— start Information given —

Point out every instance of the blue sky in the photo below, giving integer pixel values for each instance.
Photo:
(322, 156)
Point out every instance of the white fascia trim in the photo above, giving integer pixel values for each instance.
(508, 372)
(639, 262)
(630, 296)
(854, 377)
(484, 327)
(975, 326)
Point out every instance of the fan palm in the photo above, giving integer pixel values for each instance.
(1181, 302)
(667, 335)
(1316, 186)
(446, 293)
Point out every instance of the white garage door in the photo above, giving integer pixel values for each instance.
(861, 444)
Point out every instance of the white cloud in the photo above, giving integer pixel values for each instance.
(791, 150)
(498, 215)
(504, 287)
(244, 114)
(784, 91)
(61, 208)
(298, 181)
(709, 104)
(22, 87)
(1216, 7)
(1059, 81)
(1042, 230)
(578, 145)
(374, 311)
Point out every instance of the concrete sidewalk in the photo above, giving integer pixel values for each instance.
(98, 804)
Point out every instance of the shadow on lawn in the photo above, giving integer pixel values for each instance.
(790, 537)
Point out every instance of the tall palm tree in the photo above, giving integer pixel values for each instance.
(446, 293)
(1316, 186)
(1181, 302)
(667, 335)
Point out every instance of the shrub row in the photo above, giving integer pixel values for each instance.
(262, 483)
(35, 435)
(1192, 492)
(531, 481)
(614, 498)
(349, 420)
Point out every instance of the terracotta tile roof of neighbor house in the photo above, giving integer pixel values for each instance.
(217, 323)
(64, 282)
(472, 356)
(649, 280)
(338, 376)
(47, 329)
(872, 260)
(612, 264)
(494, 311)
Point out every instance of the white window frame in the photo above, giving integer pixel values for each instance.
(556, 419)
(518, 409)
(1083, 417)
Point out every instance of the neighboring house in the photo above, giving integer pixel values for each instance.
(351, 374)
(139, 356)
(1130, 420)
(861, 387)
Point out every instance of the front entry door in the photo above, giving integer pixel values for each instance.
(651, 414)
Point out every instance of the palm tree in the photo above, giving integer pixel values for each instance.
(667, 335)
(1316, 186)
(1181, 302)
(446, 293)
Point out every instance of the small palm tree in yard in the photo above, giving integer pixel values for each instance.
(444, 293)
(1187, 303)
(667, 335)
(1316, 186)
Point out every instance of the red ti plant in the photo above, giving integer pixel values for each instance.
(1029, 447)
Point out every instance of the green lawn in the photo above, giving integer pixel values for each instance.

— end Information given —

_Written instruction_
Render every one of the entries above as a JSON list of strings, with one string per line and blank lines omitted.

_Answer to the exercise_
[
  "Point out every instance of the blue sky in the photo below, giving integer pixel values for each instance.",
  "Photo:",
  "(322, 156)",
  "Point out every instance of the white fascia trim in the photo above, giving integer pixel values for each instance.",
  "(508, 372)",
  "(639, 262)",
  "(630, 296)",
  "(854, 377)",
  "(484, 327)",
  "(975, 326)",
  "Point out every instance of the fan palm in the photo above, giving integer pixel values for each instance.",
  "(1181, 302)",
  "(667, 335)",
  "(1316, 186)",
  "(446, 293)",
  "Point out every instance of the white garage door in the photo above, giving integer pixel values for each instance.",
  "(861, 444)",
  "Point out every instance of the white cloud in the photo above, giving integer pixel values for each instance.",
  "(791, 150)",
  "(498, 215)",
  "(504, 287)",
  "(244, 114)",
  "(784, 91)",
  "(61, 208)",
  "(298, 181)",
  "(709, 104)",
  "(22, 87)",
  "(1216, 7)",
  "(1059, 81)",
  "(1042, 230)",
  "(578, 145)",
  "(374, 311)",
  "Point out every instance of the concrete sidewalk in the photo above, giving integer pixel values for each instance.",
  "(98, 804)",
  "Point out every instance of the shadow on lawn in the photo above, giving integer pixel values for each instance.",
  "(790, 537)",
  "Point out every instance of the tall palm tree in the photo above, giving integer pixel values for each instance.",
  "(446, 293)",
  "(1316, 186)",
  "(1181, 302)",
  "(667, 335)",
  "Point out every instance of the shrub row in the photo above, giving integer pixel values for each instance.",
  "(262, 483)",
  "(35, 435)",
  "(1192, 492)",
  "(531, 481)",
  "(614, 498)",
  "(349, 420)",
  "Point out every instance of the terracotta tile roof of neighbor house in the photo above, giving integer pixel values for each instance.",
  "(217, 323)",
  "(64, 282)",
  "(472, 356)",
  "(649, 280)",
  "(338, 376)",
  "(47, 329)",
  "(872, 260)",
  "(612, 264)",
  "(494, 311)",
  "Point out every instance of the white window frame in the photo above, giving integer pixel values for each instance.",
  "(556, 419)",
  "(518, 409)",
  "(1083, 417)",
  "Point out every instance of the neighboring house in the photo above, giving integer pixel values for each instance.",
  "(351, 374)",
  "(139, 356)",
  "(1130, 420)",
  "(861, 387)",
  "Point out every instance of the front entry door in the photo above, giving integer pixel values for each instance.",
  "(651, 414)",
  "Point out every instance of the palm tree in the photo above, giving integer pixel values for each instance.",
  "(667, 335)",
  "(1316, 186)",
  "(1181, 302)",
  "(446, 293)",
  "Point out every instance of the small palm tree in yard in the photo above, giving integer pixel values for each instance.",
  "(444, 293)",
  "(1187, 303)",
  "(667, 335)",
  "(1316, 186)",
  "Point out every instance of the red ti plant in the photo above, giving integer pixel values for each instance.",
  "(1029, 447)",
  "Point out every instance of the green lawn in the photo above, giving integer pixel values for each instance."
]